## Start
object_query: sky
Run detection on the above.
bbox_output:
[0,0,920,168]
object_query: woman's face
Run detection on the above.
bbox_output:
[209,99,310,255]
## End
• [Task directions]
Return, unchanged, the stretch of data from the line containing "object_query: woman's face" through the end of the data.

• [Exercise output]
object_query: woman's face
Run detection on the above.
bbox_output:
[209,99,310,255]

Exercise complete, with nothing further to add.